#### 課題
提示文のうち「六十三代天師の諱は恩溥、字は」から「に留まった後に再び北上した。」までを、一字も変えずに再掲せよ。

╭─ 提示文

六十三代天師の諱は恩溥、字は鶴琴、号は瑞齢、譜名は道生、張元旭の長男、母は万氏である。清の光緒二十年(1894)九月五日(陽暦十月三日)に生まれた。道法・符籙に精通し、筆遣いが力強く、何枚符を書いても書体に揺らぎが見られなかった。天師の書を得た者は並々ならぬ霊験を得たため、多くの人が天師のもとに押しかけた。
民国八年(1919)、大日本帝国は台湾の皇民化政策の一環として道教の神像と位牌を没収し、民国十年(1921)、道教徒に神社神道または仏教への改宗を強制した。
民国十一年、(1922)、張恩溥は江西省の南昌に行き、江西省立法政専門学校で法律を学んだ。民国十三年(1924)に卒業し、同年に教団を継いだ。
民国十五年(1926)五月、武漢で日照りと大雨が繰り返し、頻繫に災害が発生した。天師は湖北督軍と直系軍閥の粛躍南の求めに応じ、百人余りの道士・法師と共に武漢で四十九日間に渡る盛大な斎醮を営み、神威は武漢三鎮に轟いた。これを聞いた軍閥の呉佩孚は部下に天師歓迎の準備をするよう命じ、天師に平和について尋ねた。
同年(1926)十二月、江西省国民党部第六十九次執行委員会が天師の称号を取り消し、天師の財産を没収して農民協会に帰すと決議した。国民党江西貴渓県党部は龍虎山に押し入って天師の書状を奪った。天師は先に九江に逃げ、上海に留まった後に再び北上した。
民国十六年(1927)、蘇州呉県臨時行政委員会の会議において、道教は鬼神崇拝を煽り、愚民を誘惑しており生産性が無いとし、道教教団や道士の存在を容認しないとする決議を行った。他宗教が認められているのに道教のみが禁じられたことに対して道教界は騒然となり、請願を行い抗議したため、当局はこの決議を見送った。四月、天師が南昌に所用で赴いた時、共産党人民自衛軍の交戦に巻き込まれ、教育庁長の程天放が捕虜となり、南昌市看守所に収監され、後に第五路軍に救出されて龍虎山に帰った。同年、大日本帝国は台湾の道教を禁止し、神像を破壊して燃やし、「送神昇天」などと称した。

╰─
╭─ 各行

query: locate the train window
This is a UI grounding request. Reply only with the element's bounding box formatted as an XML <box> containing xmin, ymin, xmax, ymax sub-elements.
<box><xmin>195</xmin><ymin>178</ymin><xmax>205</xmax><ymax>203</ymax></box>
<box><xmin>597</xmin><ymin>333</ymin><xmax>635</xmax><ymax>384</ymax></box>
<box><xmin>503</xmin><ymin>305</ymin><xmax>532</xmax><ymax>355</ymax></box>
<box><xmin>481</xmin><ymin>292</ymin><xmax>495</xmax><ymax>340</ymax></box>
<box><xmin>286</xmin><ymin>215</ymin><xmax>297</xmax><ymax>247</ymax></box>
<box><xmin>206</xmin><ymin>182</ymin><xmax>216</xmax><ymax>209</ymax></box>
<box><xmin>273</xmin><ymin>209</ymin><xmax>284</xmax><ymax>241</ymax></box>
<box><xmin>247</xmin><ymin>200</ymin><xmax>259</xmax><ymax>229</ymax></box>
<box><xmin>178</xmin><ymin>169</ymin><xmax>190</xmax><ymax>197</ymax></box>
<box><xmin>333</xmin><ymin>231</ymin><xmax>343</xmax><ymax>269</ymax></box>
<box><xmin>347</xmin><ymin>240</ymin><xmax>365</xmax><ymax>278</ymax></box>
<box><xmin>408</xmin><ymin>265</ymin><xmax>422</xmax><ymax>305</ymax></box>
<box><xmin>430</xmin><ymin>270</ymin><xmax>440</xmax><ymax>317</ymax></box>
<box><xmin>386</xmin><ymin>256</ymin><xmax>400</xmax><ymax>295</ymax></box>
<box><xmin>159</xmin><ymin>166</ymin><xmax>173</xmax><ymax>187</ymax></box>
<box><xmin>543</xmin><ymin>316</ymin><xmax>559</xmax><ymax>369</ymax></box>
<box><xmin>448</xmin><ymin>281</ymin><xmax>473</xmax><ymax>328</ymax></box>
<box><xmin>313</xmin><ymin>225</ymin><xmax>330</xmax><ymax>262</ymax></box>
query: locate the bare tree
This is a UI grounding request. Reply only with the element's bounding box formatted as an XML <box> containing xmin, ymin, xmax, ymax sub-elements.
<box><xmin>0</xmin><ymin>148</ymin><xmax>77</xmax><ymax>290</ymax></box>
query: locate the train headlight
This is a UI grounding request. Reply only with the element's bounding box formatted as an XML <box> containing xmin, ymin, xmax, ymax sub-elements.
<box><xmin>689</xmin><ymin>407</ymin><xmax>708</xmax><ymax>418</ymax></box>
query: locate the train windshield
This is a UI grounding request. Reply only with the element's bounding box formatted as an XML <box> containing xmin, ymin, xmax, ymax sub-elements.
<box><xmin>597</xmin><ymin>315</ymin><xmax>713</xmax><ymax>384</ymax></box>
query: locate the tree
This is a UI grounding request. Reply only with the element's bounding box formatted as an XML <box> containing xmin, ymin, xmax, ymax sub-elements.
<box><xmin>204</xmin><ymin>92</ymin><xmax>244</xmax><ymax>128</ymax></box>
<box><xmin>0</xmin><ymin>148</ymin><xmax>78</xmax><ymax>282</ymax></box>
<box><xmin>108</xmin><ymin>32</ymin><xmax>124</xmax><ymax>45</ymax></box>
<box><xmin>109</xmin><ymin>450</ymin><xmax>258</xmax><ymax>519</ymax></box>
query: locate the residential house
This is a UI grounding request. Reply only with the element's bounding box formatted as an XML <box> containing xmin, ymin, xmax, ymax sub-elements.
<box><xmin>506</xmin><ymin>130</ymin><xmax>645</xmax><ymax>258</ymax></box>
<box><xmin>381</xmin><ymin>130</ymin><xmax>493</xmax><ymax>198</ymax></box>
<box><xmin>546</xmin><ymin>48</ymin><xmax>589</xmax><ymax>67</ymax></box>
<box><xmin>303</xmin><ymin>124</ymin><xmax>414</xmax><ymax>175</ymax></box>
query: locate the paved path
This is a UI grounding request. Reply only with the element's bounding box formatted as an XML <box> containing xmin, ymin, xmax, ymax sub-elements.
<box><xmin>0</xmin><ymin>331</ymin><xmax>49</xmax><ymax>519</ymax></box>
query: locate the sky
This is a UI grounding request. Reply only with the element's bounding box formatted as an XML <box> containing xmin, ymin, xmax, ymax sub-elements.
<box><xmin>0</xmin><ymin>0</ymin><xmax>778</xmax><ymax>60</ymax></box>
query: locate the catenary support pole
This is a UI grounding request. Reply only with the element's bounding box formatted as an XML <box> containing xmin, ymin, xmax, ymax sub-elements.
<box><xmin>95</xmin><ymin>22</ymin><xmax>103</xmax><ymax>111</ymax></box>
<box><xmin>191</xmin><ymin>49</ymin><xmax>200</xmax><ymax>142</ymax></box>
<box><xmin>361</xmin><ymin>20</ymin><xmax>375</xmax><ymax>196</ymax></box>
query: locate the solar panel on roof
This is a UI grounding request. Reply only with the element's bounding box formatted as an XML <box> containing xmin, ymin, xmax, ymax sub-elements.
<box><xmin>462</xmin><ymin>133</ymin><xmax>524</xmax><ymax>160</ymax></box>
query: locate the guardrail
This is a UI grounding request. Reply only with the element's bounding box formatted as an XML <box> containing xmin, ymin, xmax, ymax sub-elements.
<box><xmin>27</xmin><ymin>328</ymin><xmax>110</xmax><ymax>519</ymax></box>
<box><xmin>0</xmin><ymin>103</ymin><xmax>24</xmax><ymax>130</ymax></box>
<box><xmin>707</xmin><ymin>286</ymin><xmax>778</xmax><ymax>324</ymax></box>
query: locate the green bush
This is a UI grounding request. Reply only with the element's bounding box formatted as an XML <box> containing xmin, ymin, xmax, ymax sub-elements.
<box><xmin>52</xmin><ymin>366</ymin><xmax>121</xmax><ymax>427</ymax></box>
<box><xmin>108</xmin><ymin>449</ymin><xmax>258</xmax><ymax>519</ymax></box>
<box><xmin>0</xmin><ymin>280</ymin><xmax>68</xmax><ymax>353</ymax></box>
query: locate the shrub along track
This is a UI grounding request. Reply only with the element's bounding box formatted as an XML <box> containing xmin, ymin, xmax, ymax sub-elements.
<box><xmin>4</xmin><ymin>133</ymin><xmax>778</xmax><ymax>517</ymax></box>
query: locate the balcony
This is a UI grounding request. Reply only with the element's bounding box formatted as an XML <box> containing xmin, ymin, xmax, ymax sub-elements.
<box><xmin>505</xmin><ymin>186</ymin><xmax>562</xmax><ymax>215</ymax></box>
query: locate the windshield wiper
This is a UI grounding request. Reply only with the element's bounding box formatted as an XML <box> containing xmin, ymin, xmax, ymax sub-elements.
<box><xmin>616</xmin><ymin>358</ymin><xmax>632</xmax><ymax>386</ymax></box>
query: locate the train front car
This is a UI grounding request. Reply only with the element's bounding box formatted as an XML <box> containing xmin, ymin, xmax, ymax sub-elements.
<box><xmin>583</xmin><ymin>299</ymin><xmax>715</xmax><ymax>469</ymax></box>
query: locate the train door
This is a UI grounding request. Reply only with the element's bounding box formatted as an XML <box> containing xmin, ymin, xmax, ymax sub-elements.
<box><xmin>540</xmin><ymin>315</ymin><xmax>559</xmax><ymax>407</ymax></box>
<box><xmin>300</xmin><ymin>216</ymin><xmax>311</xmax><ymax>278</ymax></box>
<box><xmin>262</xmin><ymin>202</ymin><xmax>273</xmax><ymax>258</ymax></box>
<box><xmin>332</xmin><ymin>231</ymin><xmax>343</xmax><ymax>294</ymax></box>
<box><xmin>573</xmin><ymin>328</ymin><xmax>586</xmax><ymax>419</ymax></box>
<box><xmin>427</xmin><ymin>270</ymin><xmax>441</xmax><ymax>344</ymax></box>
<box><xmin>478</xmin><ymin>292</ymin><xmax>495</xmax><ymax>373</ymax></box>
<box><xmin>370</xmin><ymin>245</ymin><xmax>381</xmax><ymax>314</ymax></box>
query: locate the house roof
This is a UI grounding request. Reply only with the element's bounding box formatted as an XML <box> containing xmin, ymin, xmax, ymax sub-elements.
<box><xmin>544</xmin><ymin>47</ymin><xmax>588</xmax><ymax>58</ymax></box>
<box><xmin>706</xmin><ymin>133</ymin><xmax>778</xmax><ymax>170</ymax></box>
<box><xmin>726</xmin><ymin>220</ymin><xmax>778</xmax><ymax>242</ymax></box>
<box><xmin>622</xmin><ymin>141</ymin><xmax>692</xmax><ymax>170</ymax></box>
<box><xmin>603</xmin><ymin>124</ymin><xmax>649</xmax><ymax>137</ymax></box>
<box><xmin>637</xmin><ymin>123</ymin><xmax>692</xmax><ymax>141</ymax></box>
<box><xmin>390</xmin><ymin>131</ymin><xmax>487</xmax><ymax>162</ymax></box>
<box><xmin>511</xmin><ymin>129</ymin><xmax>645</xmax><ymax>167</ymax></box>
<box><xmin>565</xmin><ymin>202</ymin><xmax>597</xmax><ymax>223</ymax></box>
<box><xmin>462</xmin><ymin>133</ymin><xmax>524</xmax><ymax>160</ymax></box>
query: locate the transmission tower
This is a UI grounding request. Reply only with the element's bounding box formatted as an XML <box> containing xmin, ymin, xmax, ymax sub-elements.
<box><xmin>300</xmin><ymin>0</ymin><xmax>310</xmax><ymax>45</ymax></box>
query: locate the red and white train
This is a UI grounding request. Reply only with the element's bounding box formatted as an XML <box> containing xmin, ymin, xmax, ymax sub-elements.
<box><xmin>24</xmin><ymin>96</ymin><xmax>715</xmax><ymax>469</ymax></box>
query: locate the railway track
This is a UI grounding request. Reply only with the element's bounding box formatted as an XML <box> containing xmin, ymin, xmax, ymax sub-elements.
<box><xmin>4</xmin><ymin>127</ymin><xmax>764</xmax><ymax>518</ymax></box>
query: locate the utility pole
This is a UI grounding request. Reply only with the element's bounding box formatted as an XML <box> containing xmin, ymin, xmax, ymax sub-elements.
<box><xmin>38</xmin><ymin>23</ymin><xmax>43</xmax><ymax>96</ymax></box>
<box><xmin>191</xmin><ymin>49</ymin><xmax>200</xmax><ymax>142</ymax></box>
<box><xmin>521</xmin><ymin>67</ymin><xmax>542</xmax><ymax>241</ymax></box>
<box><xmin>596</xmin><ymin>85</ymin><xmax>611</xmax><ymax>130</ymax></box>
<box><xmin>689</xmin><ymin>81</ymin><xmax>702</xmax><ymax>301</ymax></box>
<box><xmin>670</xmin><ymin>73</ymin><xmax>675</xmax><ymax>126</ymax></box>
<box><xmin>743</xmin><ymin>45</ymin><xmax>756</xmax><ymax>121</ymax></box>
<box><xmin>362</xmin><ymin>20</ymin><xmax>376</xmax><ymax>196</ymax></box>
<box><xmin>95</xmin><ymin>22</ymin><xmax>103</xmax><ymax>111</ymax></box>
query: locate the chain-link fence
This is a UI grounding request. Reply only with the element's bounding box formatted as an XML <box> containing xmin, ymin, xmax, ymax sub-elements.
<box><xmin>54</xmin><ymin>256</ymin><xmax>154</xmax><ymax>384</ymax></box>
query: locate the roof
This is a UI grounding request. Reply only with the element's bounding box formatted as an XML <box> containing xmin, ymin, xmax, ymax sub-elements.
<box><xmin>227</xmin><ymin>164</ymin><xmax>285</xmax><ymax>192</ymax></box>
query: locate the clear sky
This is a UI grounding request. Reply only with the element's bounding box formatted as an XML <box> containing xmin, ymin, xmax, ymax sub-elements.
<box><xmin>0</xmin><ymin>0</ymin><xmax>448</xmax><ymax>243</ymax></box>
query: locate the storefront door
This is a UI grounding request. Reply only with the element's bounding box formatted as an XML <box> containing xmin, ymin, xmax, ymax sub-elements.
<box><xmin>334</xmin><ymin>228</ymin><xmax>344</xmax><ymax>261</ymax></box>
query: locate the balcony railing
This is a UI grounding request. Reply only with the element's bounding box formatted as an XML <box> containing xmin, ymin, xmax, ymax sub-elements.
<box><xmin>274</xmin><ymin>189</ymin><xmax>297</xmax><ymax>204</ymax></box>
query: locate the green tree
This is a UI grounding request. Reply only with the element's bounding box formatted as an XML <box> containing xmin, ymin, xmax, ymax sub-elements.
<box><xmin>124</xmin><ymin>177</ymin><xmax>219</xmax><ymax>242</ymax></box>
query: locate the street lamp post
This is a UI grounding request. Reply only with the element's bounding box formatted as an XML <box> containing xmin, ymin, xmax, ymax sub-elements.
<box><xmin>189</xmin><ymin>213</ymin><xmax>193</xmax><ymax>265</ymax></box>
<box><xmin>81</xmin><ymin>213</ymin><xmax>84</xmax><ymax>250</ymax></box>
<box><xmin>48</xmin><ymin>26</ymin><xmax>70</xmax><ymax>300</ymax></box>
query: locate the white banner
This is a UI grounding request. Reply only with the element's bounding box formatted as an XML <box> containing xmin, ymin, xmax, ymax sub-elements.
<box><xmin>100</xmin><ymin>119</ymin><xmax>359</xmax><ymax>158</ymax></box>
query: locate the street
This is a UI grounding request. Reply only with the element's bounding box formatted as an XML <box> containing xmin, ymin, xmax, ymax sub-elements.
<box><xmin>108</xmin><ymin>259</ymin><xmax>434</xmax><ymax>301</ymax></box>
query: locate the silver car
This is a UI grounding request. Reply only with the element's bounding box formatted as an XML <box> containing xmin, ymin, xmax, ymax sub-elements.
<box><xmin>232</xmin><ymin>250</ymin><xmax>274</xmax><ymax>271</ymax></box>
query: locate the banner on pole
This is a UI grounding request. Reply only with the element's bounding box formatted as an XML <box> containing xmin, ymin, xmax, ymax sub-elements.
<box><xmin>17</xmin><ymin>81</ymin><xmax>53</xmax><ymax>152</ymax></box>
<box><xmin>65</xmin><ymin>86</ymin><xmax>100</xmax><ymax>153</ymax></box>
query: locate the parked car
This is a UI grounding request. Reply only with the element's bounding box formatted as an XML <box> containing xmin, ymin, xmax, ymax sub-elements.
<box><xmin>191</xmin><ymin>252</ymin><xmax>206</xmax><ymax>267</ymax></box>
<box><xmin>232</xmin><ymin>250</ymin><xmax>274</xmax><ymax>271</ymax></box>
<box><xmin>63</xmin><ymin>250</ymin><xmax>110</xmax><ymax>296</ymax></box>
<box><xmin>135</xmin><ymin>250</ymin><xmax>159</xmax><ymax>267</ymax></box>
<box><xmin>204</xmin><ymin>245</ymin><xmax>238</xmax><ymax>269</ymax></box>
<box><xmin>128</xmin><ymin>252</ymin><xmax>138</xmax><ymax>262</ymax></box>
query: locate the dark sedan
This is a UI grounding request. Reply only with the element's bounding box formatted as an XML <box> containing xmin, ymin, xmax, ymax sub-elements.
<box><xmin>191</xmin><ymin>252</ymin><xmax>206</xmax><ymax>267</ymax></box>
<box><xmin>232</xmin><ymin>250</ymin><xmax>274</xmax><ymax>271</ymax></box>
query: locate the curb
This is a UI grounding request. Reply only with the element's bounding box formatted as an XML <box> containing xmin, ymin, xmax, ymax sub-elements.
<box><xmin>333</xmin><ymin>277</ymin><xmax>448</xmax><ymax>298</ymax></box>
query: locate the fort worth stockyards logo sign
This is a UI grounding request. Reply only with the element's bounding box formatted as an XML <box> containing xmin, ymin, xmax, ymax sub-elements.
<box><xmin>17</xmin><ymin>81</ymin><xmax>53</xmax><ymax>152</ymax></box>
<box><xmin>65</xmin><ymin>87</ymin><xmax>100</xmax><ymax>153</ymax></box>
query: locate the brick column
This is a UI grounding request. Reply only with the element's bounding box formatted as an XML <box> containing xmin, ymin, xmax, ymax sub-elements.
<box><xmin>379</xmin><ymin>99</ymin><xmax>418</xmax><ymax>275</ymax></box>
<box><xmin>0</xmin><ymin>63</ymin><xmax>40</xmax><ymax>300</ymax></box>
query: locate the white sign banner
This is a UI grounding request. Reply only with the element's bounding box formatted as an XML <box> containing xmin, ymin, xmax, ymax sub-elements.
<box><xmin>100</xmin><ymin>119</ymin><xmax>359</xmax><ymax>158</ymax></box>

╰─

#### 解答
六十三代天師の諱は恩溥、字は鶴琴、号は瑞齢、譜名は道生、張元旭の長男、母は万氏である。清の光緒二十年(1894)九月五日(陽暦十月三日)に生まれた。道法・符籙に精通し、筆遣いが力強く、何枚符を書いても書体に揺らぎが見られなかった。天師の書を得た者は並々ならぬ霊験を得たため、多くの人が天師のもとに押しかけた。
民国八年(1919)、大日本帝国は台湾の皇民化政策の一環として道教の神像と位牌を没収し、民国十年(1921)、道教徒に神社神道または仏教への改宗を強制した。
民国十一年、(1922)、張恩溥は江西省の南昌に行き、江西省立法政専門学校で法律を学んだ。民国十三年(1924)に卒業し、同年に教団を継いだ。
民国十五年(1926)五月、武漢で日照りと大雨が繰り返し、頻繫に災害が発生した。天師は湖北督軍と直系軍閥の粛躍南の求めに応じ、百人余りの道士・法師と共に武漢で四十九日間に渡る盛大な斎醮を営み、神威は武漢三鎮に轟いた。これを聞いた軍閥の呉佩孚は部下に天師歓迎の準備をするよう命じ、天師に平和について尋ねた。
同年(1926)十二月、江西省国民党部第六十九次執行委員会が天師の称号を取り消し、天師の財産を没収して農民協会に帰すと決議した。国民党江西貴渓県党部は龍虎山に押し入って天師の書状を奪った。天師は先に九江に逃げ、上海に留まった後に再び北上した。